Material supplied>
------
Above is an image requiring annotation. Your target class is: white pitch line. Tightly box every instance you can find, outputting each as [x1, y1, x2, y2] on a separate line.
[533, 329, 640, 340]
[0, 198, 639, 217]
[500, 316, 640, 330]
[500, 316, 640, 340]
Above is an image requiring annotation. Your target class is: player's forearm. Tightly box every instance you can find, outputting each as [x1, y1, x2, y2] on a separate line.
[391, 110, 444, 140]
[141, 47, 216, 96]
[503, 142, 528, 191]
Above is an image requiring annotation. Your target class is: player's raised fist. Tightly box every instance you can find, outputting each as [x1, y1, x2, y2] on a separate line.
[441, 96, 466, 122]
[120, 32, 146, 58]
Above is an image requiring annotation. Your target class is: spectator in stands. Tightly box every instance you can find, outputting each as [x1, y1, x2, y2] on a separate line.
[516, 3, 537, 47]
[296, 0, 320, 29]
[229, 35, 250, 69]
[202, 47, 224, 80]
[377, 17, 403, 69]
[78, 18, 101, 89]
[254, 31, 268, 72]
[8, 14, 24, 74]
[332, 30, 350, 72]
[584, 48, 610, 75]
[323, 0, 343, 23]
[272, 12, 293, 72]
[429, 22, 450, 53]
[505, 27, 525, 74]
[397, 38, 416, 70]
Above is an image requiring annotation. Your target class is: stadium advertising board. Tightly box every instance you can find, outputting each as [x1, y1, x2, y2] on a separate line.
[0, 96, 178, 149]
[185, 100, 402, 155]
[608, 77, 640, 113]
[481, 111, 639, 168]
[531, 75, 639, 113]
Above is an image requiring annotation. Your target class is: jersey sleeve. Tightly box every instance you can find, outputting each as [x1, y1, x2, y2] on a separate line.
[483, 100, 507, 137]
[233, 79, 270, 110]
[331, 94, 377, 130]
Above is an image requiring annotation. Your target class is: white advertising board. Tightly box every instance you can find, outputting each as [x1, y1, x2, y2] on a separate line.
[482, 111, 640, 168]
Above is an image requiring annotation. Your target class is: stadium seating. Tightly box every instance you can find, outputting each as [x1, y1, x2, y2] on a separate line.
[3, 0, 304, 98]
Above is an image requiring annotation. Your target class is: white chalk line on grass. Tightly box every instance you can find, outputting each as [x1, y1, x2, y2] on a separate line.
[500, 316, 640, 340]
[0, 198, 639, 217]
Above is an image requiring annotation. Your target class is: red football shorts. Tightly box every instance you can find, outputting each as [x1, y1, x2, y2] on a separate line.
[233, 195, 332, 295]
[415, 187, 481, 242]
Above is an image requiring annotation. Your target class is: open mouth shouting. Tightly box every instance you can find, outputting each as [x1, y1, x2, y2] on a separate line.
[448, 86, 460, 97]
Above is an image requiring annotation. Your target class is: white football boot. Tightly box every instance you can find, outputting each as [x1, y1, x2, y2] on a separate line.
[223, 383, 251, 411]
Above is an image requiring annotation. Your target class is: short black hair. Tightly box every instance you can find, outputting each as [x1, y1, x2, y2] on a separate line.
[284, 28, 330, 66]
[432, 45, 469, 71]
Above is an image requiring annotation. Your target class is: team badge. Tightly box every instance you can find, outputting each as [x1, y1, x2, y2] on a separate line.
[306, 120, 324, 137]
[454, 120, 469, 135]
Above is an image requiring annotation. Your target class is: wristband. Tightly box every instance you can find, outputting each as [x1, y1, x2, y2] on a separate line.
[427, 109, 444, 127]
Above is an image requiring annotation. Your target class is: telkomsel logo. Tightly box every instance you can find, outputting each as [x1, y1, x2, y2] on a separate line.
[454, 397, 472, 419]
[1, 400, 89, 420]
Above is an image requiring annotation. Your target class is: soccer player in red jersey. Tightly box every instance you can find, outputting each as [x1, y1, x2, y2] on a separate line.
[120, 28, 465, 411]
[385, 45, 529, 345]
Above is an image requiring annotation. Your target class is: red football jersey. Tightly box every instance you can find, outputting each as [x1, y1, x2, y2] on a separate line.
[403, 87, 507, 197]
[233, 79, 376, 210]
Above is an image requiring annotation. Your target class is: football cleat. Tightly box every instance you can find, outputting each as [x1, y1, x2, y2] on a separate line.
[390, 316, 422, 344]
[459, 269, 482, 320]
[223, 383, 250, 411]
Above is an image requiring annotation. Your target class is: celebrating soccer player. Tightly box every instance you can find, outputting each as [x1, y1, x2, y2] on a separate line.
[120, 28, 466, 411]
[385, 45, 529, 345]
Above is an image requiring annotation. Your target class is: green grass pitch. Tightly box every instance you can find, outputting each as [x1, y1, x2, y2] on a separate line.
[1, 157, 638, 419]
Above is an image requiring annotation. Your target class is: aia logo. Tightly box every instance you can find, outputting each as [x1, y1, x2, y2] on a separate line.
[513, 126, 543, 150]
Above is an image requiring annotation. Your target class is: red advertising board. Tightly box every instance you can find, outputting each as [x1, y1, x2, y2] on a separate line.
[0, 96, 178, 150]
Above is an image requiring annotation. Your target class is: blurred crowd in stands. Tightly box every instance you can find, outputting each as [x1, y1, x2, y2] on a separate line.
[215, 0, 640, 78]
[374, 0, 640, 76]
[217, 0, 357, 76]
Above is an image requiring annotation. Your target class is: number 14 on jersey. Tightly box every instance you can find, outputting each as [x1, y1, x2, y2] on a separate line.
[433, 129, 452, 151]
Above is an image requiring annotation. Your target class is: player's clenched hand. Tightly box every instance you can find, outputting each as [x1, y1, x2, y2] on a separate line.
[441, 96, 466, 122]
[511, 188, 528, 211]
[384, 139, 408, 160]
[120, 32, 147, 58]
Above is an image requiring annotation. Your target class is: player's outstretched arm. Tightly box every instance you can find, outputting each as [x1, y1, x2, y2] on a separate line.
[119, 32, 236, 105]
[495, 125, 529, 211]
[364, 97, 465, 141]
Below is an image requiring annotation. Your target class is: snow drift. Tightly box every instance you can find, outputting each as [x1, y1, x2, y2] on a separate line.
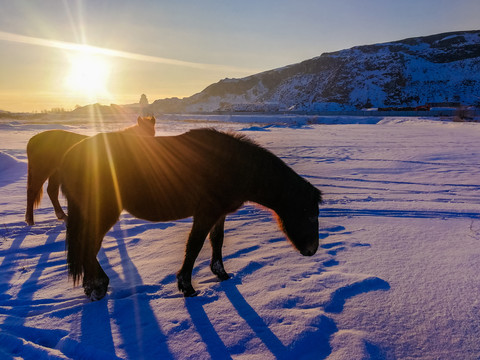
[0, 151, 26, 187]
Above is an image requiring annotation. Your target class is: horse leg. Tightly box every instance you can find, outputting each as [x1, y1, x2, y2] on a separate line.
[66, 196, 119, 301]
[209, 216, 230, 281]
[25, 167, 45, 226]
[25, 186, 38, 226]
[82, 210, 120, 301]
[47, 171, 67, 221]
[83, 256, 110, 301]
[177, 214, 220, 297]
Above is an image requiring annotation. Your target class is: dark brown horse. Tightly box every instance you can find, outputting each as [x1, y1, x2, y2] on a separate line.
[59, 128, 321, 300]
[25, 116, 155, 225]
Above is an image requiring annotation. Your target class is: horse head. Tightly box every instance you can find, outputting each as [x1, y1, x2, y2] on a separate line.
[136, 116, 156, 136]
[277, 185, 321, 256]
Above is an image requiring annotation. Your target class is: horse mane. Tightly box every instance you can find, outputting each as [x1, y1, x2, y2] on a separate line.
[185, 128, 259, 146]
[184, 128, 322, 204]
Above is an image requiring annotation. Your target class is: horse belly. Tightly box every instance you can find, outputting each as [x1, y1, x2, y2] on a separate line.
[121, 188, 196, 222]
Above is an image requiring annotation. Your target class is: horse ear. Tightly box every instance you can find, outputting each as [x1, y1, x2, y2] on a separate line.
[137, 116, 142, 125]
[150, 116, 156, 125]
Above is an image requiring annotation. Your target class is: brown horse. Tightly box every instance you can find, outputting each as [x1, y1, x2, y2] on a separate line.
[25, 116, 155, 225]
[59, 128, 321, 300]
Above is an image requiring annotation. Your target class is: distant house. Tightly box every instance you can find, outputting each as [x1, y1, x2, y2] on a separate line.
[428, 102, 461, 108]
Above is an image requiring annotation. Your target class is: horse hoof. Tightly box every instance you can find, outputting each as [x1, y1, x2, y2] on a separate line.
------
Work item> Copy all records exactly, no images.

Exercise answer>
Above is an image requiring annotation. Your target class is: white pitch line. Tightly box every instance you can find, outputting each as [x1, y1, x2, y2] on a separate line.
[533, 329, 640, 340]
[0, 198, 639, 217]
[500, 316, 640, 330]
[500, 316, 640, 340]
Above is an image requiring annotation. Your target class is: player's forearm. Tightly box every instance you can find, outputting each as [x1, y1, x2, y2] on a separate line.
[391, 110, 444, 140]
[141, 47, 216, 96]
[503, 142, 528, 191]
Above is an image requiring annotation. Your target class is: player's raised fist. Tightly box every instance you can find, outputting each as [x1, y1, x2, y2] on a separate line.
[441, 96, 466, 122]
[120, 32, 146, 58]
Above is an image requiring annotation. Your target class is: spectator in stands. Tightly box every instance you can find, outputting each as [x1, y1, x2, y2] on a separate line.
[516, 3, 537, 47]
[296, 0, 320, 29]
[229, 35, 250, 69]
[202, 47, 224, 80]
[377, 17, 403, 69]
[78, 18, 101, 89]
[254, 31, 268, 72]
[8, 14, 24, 74]
[332, 30, 350, 72]
[584, 48, 610, 75]
[323, 0, 343, 23]
[272, 12, 293, 72]
[429, 22, 450, 53]
[505, 27, 525, 74]
[397, 38, 416, 70]
Above is an image requiring annotation. Your target class is: stadium advertising board. Tightly box every instance you can find, outputting each as [x1, y1, x2, y2] on a separate line.
[0, 96, 178, 149]
[185, 100, 402, 155]
[608, 77, 640, 113]
[481, 111, 639, 168]
[531, 75, 639, 113]
Above is an image requiring annotation. Your target class is: jersey sleeve. Tightly box every instance you can find, outputting each as [x1, y1, x2, y2] on a separate line.
[483, 100, 507, 137]
[233, 79, 270, 110]
[331, 94, 377, 130]
Above is an image requiring annotation. Your target class is: white advertising board. Tightly box every instance you can find, outputting each as [x1, y1, x2, y2] on a separate line.
[482, 111, 640, 168]
Above is an image requiring annotation. Your target class is: stadium seating. Tightly box every instance you can find, outputting each as [x1, y1, x2, y2] on a separate line.
[3, 0, 304, 98]
Above is an image requiring annotation. Your target class is: white chalk line on grass. Tightly box every instance you can find, outputting each as [x1, y1, x2, y2] on a separate line.
[500, 316, 640, 340]
[0, 198, 639, 217]
Above is an image requiring annotation. Your target class is: red football shorts. Tightly box every instance you can find, outputting each as [x1, y1, x2, y2] on a separate line.
[233, 195, 332, 295]
[415, 187, 481, 242]
Above is an image requiring annotation. Your target class is: open mouth shouting. Tightly box every instance you can find, outputting each as [x1, y1, x2, y2] on a separate line.
[448, 86, 460, 97]
Above is an image requiring annotation. Your target class is: white football boot. Tightly box every instance you can find, outputting each as [x1, y1, x2, y2] on a separate line.
[223, 383, 251, 411]
Above is an image requiring annotation. Your target class is: short black hair. Tightly box every instance you can find, outputting each as [x1, y1, x2, y2] on a separate line.
[284, 28, 330, 66]
[432, 45, 469, 71]
Above is an image requiring annotation. Your target class is: team badge. Tightly box every instance you can find, outputting each as [x1, y1, x2, y2] on a separate line.
[306, 120, 324, 137]
[454, 120, 469, 135]
Above is an image requiring annotation. Your target class is: wristband. Tightly box every instance you can find, outputting each as [x1, y1, x2, y2] on a separate line.
[427, 109, 444, 127]
Above is an image requiring annotation. Your target class is: telkomsel logo. Tightly box every instance you can find, outputting each as [x1, y1, x2, y2] on a separate line.
[454, 397, 472, 419]
[1, 400, 89, 420]
Above is an image requiring annotation. Your target class is: soccer player in red jersey. Tightly box every instance you can find, outputting each as [x1, y1, x2, y2] on a separate line.
[120, 28, 465, 411]
[385, 45, 529, 345]
Above is an image requiring annotation. Your target class is: red football jersey. Tightly box every instance you can find, outputting each as [x1, y1, x2, y2] on a separate line.
[403, 87, 507, 197]
[233, 79, 376, 210]
Above is an image requiring annotation. Your target class is: football cleat. Tightly box every instance you can find, outputting each as [x1, y1, x2, y2] on a separate line.
[390, 316, 422, 344]
[459, 269, 482, 320]
[223, 383, 250, 411]
Above is an image requiring annotation. Your target class is: celebrating soccer player. Tightly box every instance you can find, outputting each as [x1, y1, x2, y2] on a separate line.
[120, 28, 466, 411]
[385, 45, 529, 345]
Above is an image requiring annotation. Your target class is: green grass pitch. Tightly box every instance you can find, outputting each as [x1, y1, x2, y2] on a separate line.
[1, 157, 638, 419]
Above is an image requiring annotation. Your target class is: aia logo. Tightly box every instance you can find, outputting each as [x1, y1, x2, y2] on a separate line.
[513, 126, 543, 150]
Above is an image requiring annotation. Your target class is: red advertising board. Tightly box every instance you can find, outputting each as [x1, y1, x2, y2] on a separate line.
[0, 96, 178, 150]
Above is an image requiring annotation. Your target class is: blurred crowd in stands. Tightly box every instance you can find, outputting each as [x1, y1, x2, y2] on a separate line.
[215, 0, 640, 78]
[374, 0, 640, 76]
[217, 0, 357, 76]
Above is an image requiring annotation. Your target class is: number 14 on jersey. Tightly box every instance you can find, outputting each as [x1, y1, x2, y2] on a separate line.
[433, 129, 452, 151]
Above is an image requiring annotation. Your target class is: player's clenched hand. Tightly box every instance you can find, outputting each as [x1, y1, x2, y2] on a separate line.
[441, 96, 466, 122]
[511, 188, 528, 211]
[384, 139, 408, 160]
[120, 32, 147, 58]
Above is an image requiring annotation. Your target class is: player's outstretched arm. Tightly box every instance you can find, outputting each as [x1, y1, x2, y2] on a separate line.
[119, 32, 236, 105]
[495, 125, 529, 211]
[364, 97, 465, 141]
Below is an image requiring annotation. Your target class is: snow drift. Tightly box every instance you can find, outputting each as [x1, y1, x2, y2] on a separate line.
[0, 151, 26, 187]
Above is an image requiring annotation. Your target class is: horse leg. Tightly box every instance you can find, outputting each as [x1, y1, x2, y2] on a separate line.
[66, 196, 119, 301]
[209, 216, 230, 281]
[25, 167, 45, 226]
[25, 186, 38, 226]
[82, 210, 120, 301]
[47, 171, 67, 221]
[83, 256, 110, 301]
[177, 214, 220, 297]
Above is an image requiring annotation. Your target class is: dark brown horse. Tightly box every instance you can find, outputting each as [x1, y1, x2, y2] on a separate line.
[59, 128, 321, 300]
[25, 116, 155, 225]
Above is an image requiring annotation. Your target class is: horse head. Tightly box every instance you can find, outputting each as [x1, y1, x2, y2] on a separate line.
[136, 116, 156, 136]
[277, 185, 321, 256]
Above is an image requiring annotation. Your target class is: horse mane. Tightly box every instance you can find, outputting each as [x1, y1, x2, y2] on a separate line.
[185, 128, 259, 146]
[184, 128, 322, 204]
Above is an image requiring annotation. Your target class is: horse belly. Tightly box every instance you can find, outputting each as [x1, y1, x2, y2] on a separate line.
[121, 188, 196, 222]
Above is an image requiring annotation. Your target class is: horse ear. Tightly box every instance you can find, outputting each as [x1, y1, x2, y2] on a separate line.
[137, 116, 142, 125]
[150, 116, 156, 125]
Above is an image requiring annotation. Your target class is: brown horse. Tightly box every instance you can find, outputting each as [x1, y1, x2, y2] on a separate line.
[25, 116, 155, 225]
[59, 128, 321, 300]
Above is an image requiring annotation. Your target class is: distant house. Tightly box every instance you can find, outputting each as [x1, y1, x2, y2] on a separate line.
[428, 102, 461, 108]
Above is an image requiring annotation. Your target class is: horse hoof. Tightly box every instance you can find, outputting each as [x1, y1, x2, y2] on a separate line.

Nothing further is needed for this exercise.